§ Zitierte Passage:
═══

Leifersberge scheint der vielversprechendste Standort für den geplanten neuen Bauhof zu sein. Wir haben uns im Rat deshalb darauf geeinigt, die Planungen für diesen Standort so weit voranzutreiben, dass wir die Projektkosten genauer beziffern können. Maximal sechs Millionen Euro darf der Neubau kosten. Diesem, von uns Grünen vorgeschlagenen Budgetrahmen hat der Rat zugestimmt, und zwar einstimmig. Was sich für diese Summe auf dem Grundstück im neuen Gewerbegebiet realisieren lässt, wird sich zeigen. Fest steht, die Mitarbeitenden des Bauhofes brauchen ein neues Domizil. Unsere leere Stadtkasse verpflichtet uns allerdings auch, so effizient, nachhaltig und bescheiden wie möglich zu bauen. Alles andere würde den hohen Schuldenberg unserer Stadt weiter sprunghaft anwachsen lassen. Ich bin aktuell hoffnungsvoll, dass wir gemeinsam eine bescheidene und dennoch gut funktionierende Lösung finden werden – selbst wenn einige der ursprünglich gewünschten Räume oder Funktionen erst einmal nicht realisiert werden können.

═══

[Bildbezogene Zeigedaten]

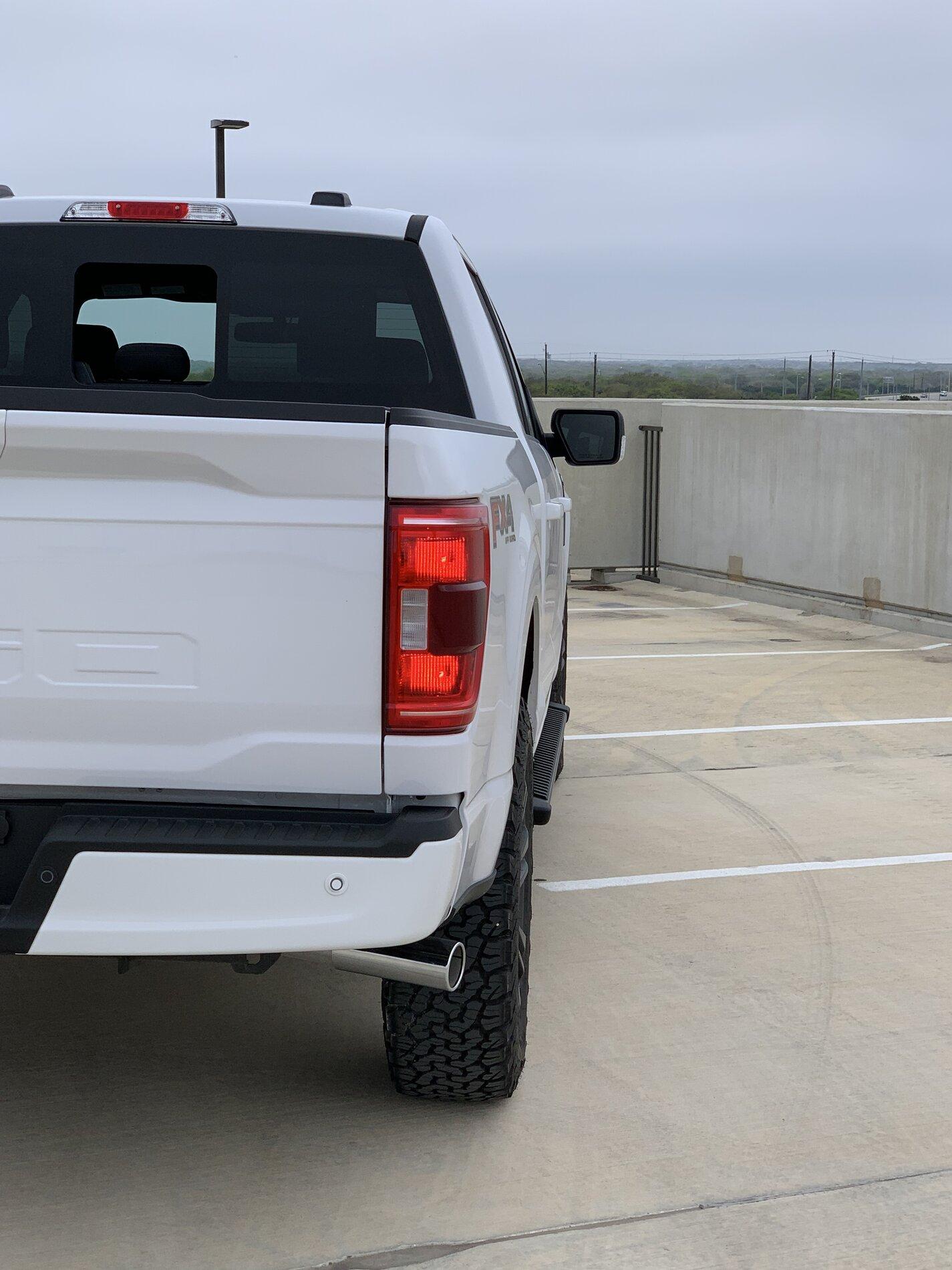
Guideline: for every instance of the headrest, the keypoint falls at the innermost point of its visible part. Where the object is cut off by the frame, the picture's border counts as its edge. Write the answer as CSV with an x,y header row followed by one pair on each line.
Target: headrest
x,y
97,347
155,364
400,361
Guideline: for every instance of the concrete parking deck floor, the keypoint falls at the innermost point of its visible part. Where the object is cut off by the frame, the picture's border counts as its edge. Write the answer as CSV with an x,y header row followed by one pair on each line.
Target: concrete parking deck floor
x,y
725,1071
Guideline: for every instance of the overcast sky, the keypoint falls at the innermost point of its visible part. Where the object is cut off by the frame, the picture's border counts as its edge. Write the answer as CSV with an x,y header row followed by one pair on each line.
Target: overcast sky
x,y
677,177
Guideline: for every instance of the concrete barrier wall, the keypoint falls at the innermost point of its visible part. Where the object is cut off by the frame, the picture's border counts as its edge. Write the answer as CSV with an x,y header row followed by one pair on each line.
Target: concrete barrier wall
x,y
844,502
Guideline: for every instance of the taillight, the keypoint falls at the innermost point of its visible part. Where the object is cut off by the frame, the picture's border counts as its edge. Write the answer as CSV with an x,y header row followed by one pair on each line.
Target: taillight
x,y
152,210
438,598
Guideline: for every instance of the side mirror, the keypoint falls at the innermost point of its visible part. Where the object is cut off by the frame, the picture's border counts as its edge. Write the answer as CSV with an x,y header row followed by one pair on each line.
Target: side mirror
x,y
587,437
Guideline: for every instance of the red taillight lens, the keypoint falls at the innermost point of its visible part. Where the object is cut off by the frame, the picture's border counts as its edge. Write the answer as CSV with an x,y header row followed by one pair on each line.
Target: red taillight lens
x,y
438,600
140,211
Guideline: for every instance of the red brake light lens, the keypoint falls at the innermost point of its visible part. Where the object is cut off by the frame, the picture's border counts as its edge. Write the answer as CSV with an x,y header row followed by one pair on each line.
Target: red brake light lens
x,y
438,602
130,211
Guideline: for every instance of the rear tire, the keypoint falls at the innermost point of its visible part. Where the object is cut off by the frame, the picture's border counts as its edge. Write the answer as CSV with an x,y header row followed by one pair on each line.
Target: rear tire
x,y
470,1045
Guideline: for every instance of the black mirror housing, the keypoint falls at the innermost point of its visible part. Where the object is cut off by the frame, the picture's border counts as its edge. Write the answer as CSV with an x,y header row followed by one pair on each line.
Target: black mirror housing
x,y
587,438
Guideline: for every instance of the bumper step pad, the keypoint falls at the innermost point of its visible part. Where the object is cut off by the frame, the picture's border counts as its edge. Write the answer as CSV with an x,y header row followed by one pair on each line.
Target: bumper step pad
x,y
546,762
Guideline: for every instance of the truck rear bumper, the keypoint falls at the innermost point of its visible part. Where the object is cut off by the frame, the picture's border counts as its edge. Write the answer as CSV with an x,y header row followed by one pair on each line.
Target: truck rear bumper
x,y
152,883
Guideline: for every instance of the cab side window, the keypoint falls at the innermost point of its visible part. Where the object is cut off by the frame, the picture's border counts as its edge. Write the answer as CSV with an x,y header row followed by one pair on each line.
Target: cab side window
x,y
523,400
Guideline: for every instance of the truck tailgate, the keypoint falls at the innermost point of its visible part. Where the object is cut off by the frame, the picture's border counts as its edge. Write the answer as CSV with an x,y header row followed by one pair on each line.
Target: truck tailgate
x,y
190,602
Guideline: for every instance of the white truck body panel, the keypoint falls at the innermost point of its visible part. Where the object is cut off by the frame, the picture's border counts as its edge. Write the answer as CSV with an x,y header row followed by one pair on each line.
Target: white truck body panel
x,y
196,606
193,604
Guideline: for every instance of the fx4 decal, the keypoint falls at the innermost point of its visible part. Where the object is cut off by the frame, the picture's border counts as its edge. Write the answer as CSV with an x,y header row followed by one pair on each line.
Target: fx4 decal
x,y
503,523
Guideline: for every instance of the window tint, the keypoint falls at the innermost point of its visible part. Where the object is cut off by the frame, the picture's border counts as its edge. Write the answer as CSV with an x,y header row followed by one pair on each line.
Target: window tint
x,y
13,341
163,306
244,314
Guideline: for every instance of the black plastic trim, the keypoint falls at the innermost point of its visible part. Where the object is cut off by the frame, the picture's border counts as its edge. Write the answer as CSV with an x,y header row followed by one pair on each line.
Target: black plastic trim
x,y
414,229
546,761
206,831
414,418
118,400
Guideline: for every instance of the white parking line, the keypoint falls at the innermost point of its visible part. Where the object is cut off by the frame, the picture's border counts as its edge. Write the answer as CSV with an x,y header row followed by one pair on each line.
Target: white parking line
x,y
774,652
756,727
660,609
697,874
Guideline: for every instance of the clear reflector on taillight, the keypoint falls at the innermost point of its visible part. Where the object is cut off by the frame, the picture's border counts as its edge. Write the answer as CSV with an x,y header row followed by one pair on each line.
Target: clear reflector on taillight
x,y
437,615
149,210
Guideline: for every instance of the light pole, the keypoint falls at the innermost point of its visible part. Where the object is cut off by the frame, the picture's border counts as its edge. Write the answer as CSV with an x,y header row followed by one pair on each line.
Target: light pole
x,y
221,126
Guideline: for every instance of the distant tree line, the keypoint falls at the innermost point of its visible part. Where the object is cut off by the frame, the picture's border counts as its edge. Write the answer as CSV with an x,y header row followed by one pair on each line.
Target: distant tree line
x,y
730,380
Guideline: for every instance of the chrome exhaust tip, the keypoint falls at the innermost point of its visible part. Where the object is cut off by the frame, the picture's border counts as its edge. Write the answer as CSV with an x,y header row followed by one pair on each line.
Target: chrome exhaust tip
x,y
434,963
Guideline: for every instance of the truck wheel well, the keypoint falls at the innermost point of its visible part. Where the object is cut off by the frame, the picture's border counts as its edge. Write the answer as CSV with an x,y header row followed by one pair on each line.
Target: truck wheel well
x,y
528,667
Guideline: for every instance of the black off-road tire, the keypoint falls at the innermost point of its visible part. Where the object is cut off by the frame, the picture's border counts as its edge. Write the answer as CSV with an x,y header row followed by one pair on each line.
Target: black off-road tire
x,y
470,1045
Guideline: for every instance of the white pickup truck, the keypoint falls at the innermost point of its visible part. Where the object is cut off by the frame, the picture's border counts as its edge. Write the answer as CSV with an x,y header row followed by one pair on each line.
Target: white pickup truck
x,y
283,560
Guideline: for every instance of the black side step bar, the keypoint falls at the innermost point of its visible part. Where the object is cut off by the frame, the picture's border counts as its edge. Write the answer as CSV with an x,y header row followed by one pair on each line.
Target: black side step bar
x,y
546,762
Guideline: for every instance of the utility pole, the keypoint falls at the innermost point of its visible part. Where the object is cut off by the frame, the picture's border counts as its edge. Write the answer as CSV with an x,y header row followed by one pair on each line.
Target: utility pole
x,y
221,126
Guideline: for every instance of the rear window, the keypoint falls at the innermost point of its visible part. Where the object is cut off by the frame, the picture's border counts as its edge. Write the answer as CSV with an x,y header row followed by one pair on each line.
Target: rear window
x,y
234,314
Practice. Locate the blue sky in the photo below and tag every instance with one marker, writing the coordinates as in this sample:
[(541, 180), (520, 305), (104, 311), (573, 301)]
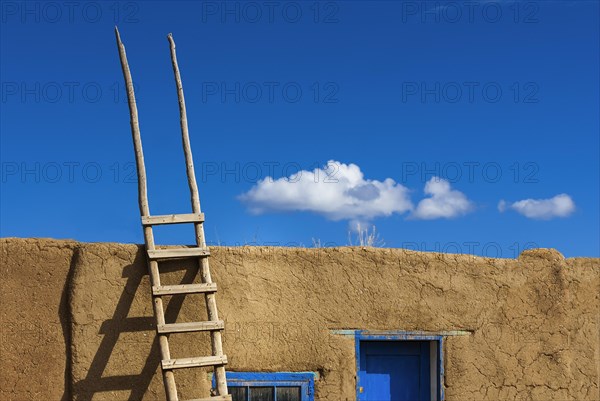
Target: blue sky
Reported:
[(307, 118)]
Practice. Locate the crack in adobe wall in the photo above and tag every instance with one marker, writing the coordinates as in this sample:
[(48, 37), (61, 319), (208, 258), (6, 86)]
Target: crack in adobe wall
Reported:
[(534, 321)]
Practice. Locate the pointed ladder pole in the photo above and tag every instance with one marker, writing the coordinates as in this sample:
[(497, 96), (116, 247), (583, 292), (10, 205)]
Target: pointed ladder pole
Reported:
[(168, 376), (211, 303)]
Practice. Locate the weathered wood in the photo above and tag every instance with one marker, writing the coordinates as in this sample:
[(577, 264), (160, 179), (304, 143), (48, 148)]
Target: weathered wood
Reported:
[(183, 289), (196, 362), (189, 327), (173, 219), (155, 254), (157, 305), (215, 398), (211, 302)]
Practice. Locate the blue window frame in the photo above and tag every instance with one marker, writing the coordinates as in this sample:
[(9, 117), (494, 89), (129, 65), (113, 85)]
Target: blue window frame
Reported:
[(278, 386)]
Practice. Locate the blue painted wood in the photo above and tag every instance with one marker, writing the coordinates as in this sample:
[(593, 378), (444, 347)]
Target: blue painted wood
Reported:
[(394, 371), (304, 380)]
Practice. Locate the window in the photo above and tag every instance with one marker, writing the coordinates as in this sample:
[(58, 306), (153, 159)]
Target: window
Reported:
[(245, 386)]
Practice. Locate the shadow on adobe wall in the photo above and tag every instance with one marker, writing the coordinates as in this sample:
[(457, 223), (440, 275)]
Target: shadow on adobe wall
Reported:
[(120, 323)]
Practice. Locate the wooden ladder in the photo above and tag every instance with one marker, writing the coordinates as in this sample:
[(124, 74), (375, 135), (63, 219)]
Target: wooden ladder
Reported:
[(200, 252)]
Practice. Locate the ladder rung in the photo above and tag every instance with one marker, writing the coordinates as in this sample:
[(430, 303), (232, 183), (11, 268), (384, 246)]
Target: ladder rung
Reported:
[(189, 327), (155, 254), (173, 219), (183, 289), (194, 362)]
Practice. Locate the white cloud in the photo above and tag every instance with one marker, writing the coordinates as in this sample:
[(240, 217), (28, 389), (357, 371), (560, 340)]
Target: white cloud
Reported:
[(543, 209), (338, 191), (444, 202)]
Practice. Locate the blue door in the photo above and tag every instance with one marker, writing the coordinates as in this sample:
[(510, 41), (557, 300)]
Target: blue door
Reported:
[(394, 371)]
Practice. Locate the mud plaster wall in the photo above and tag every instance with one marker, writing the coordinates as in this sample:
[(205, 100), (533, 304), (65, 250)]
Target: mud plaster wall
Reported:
[(77, 319)]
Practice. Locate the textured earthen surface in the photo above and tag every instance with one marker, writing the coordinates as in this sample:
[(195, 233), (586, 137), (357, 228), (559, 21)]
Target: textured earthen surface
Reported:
[(530, 327)]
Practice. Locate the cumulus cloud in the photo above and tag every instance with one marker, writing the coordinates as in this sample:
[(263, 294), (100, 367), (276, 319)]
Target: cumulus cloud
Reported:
[(338, 192), (444, 202), (542, 209)]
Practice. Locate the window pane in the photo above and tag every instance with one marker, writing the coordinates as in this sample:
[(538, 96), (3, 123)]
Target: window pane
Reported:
[(238, 393), (262, 394), (288, 394)]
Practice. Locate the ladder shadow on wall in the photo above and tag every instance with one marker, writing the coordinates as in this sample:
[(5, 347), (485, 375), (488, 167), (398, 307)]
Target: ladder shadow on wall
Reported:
[(113, 330)]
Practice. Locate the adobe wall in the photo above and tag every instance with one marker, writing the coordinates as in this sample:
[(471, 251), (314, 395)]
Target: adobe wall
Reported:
[(531, 326)]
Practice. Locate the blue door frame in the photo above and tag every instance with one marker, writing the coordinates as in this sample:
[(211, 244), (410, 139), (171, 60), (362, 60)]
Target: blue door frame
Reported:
[(366, 337)]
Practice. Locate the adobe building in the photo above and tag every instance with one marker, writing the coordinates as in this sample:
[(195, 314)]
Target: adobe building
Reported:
[(77, 323)]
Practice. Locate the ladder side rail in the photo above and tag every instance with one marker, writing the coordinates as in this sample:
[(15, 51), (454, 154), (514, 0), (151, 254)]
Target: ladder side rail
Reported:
[(168, 376), (211, 303)]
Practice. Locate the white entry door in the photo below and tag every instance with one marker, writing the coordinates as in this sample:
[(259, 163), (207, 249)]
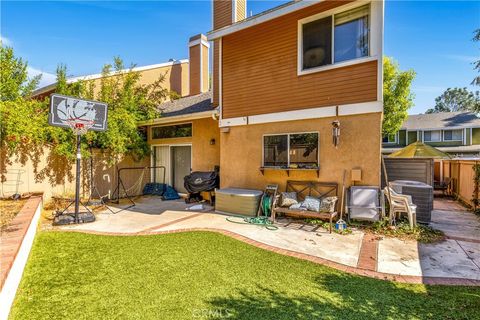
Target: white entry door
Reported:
[(181, 166), (178, 163), (161, 157)]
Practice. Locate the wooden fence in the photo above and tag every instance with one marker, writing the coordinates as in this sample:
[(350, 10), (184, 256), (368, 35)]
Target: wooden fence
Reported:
[(461, 173), (55, 175)]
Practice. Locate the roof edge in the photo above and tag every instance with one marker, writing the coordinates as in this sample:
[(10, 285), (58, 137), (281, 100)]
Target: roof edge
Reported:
[(183, 117), (99, 75), (261, 17)]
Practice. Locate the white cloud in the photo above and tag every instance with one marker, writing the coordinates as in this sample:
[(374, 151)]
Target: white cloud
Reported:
[(47, 78), (6, 41)]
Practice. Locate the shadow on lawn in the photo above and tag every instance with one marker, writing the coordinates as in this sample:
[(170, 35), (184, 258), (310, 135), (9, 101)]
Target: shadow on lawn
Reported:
[(345, 297)]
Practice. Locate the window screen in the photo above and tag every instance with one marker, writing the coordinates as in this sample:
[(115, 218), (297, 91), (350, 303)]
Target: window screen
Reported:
[(351, 34), (317, 43), (452, 135), (275, 151), (432, 136), (176, 131)]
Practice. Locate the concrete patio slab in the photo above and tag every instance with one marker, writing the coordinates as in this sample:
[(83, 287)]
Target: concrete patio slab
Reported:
[(344, 249), (458, 224), (444, 259), (148, 212)]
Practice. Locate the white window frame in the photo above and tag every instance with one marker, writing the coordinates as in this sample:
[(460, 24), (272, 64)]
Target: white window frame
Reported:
[(288, 146), (394, 142), (425, 140), (453, 140), (372, 45), (169, 125)]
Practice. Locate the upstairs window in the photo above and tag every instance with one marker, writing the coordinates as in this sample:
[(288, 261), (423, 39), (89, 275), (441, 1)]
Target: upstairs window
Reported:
[(175, 131), (390, 138), (453, 135), (295, 149), (432, 136), (335, 38)]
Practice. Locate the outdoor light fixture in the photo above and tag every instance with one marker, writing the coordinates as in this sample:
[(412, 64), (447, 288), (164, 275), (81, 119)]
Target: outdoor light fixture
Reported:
[(336, 133)]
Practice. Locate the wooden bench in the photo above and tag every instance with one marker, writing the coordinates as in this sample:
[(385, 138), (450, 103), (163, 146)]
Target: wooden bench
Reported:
[(308, 188)]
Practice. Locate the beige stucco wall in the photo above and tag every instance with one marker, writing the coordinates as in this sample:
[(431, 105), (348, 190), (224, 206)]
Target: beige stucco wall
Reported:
[(204, 155), (360, 145), (176, 78)]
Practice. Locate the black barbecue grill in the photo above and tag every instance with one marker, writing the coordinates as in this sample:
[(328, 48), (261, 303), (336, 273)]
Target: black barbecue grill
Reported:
[(199, 181)]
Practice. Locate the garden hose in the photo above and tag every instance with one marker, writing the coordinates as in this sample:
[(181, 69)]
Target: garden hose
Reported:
[(260, 220)]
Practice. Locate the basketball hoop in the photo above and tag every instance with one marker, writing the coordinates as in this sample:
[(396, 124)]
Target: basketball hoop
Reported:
[(80, 126)]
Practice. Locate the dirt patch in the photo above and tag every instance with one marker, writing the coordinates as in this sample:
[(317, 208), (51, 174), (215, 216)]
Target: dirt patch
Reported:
[(8, 210)]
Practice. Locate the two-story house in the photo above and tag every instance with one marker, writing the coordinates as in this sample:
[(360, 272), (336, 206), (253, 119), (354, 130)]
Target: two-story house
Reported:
[(456, 133), (283, 77), (283, 81)]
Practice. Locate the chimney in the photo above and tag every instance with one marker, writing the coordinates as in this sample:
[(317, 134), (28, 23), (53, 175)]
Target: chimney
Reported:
[(226, 12), (198, 64)]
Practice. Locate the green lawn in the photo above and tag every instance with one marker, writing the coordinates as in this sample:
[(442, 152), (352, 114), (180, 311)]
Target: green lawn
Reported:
[(203, 275)]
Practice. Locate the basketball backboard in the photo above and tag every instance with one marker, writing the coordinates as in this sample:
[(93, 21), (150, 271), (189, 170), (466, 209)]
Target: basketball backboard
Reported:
[(65, 110)]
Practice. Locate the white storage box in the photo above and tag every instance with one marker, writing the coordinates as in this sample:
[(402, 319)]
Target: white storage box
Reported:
[(237, 201)]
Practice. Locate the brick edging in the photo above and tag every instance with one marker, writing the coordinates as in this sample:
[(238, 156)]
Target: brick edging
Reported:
[(303, 256), (12, 237), (462, 239)]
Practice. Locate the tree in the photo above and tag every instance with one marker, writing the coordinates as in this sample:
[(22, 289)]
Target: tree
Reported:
[(476, 64), (24, 122), (456, 99), (14, 82), (397, 95)]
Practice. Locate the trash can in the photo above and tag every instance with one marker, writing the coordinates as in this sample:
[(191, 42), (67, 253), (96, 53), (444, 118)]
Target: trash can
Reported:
[(237, 201)]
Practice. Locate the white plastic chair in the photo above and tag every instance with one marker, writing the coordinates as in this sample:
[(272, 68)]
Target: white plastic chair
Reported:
[(401, 203), (365, 203)]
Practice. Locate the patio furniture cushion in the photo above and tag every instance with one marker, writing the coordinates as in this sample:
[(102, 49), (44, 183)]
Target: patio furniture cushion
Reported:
[(288, 199), (312, 203), (306, 189), (297, 206), (328, 204)]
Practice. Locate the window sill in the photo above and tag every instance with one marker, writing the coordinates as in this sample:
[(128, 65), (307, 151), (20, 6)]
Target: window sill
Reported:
[(301, 72), (287, 170)]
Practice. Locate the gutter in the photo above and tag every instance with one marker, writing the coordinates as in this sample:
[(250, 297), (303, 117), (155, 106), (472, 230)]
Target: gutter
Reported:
[(183, 117), (260, 18)]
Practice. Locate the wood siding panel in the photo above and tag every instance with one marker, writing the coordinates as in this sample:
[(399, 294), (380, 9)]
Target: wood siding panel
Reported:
[(222, 10), (194, 70), (215, 71), (205, 72), (241, 9), (259, 67)]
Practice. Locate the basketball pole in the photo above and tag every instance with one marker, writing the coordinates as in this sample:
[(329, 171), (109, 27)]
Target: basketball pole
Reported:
[(77, 182)]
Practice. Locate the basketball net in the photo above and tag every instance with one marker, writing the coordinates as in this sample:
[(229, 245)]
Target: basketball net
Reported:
[(80, 126)]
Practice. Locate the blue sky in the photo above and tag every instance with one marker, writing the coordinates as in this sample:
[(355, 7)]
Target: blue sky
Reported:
[(431, 37)]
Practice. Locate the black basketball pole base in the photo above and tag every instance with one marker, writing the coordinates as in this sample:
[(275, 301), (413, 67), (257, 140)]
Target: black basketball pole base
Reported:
[(63, 217)]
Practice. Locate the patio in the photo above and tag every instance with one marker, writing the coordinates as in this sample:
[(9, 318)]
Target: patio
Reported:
[(453, 261)]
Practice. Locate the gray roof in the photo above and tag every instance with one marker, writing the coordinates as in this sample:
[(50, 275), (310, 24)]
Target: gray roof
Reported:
[(449, 149), (187, 105), (441, 120)]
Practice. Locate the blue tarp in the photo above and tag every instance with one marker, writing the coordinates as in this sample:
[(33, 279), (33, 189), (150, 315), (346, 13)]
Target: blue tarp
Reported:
[(161, 189)]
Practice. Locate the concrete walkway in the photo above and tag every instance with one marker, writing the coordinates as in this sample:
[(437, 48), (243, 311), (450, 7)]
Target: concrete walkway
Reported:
[(449, 262)]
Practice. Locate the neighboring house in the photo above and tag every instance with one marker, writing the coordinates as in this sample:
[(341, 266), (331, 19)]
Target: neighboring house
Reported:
[(280, 79), (457, 133), (176, 79)]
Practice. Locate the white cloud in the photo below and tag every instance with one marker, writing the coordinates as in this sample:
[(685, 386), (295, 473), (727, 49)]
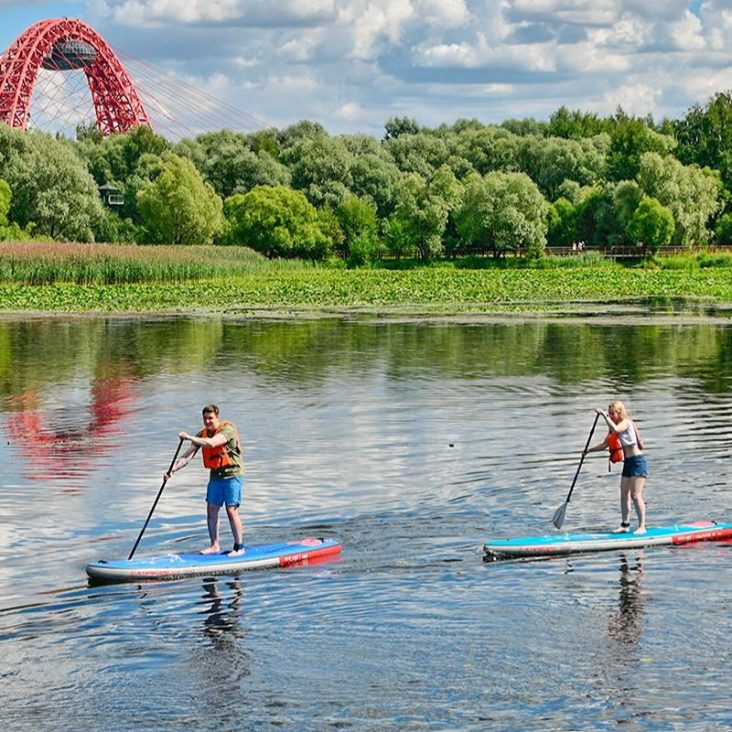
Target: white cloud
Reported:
[(154, 13), (350, 62), (636, 99)]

═══

§ Aufgabenziel: Bitte gib den Text zum geplanten neuen Bauhof vollständig und wortgetreu wieder.

§ Ergebnis:
Leifersberge scheint der vielversprechendste Standort für den geplanten neuen Bauhof zu sein. Wir haben uns im Rat deshalb darauf geeinigt, die Planungen für diesen Standort so weit voranzutreiben, dass wir die Projektkosten genauer beziffern können. Maximal sechs Millionen Euro darf der Neubau kosten. Diesem, von uns Grünen vorgeschlagenen Budgetrahmen hat der Rat zugestimmt, und zwar einstimmig. Was sich für diese Summe auf dem Grundstück im neuen Gewerbegebiet realisieren lässt, wird sich zeigen. Fest steht, die Mitarbeitenden des Bauhofes brauchen ein neues Domizil. Unsere leere Stadtkasse verpflichtet uns allerdings auch, so effizient, nachhaltig und bescheiden wie möglich zu bauen. Alles andere würde den hohen Schuldenberg unserer Stadt weiter sprunghaft anwachsen lassen. Ich bin aktuell hoffnungsvoll, dass wir gemeinsam eine bescheidene und dennoch gut funktionierende Lösung finden werden – selbst wenn einige der ursprünglich gewünschten Räume oder Funktionen erst einmal nicht realisiert werden können.